**TASK DIRECTIONS**.
Update the listing below by replacing "wet sand" with "damp sand" and keeping everything else unchanged.

**WORKING DATA**.

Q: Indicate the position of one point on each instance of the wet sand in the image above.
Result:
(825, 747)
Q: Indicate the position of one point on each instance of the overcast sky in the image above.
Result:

**RESPONSE TO THE TASK**.
Q: Indicate the position of one point on each instance of the damp sand in the image above.
Result:
(825, 747)
Q: Indicate the position of one point on each instance of the overcast sky in the image above.
Result:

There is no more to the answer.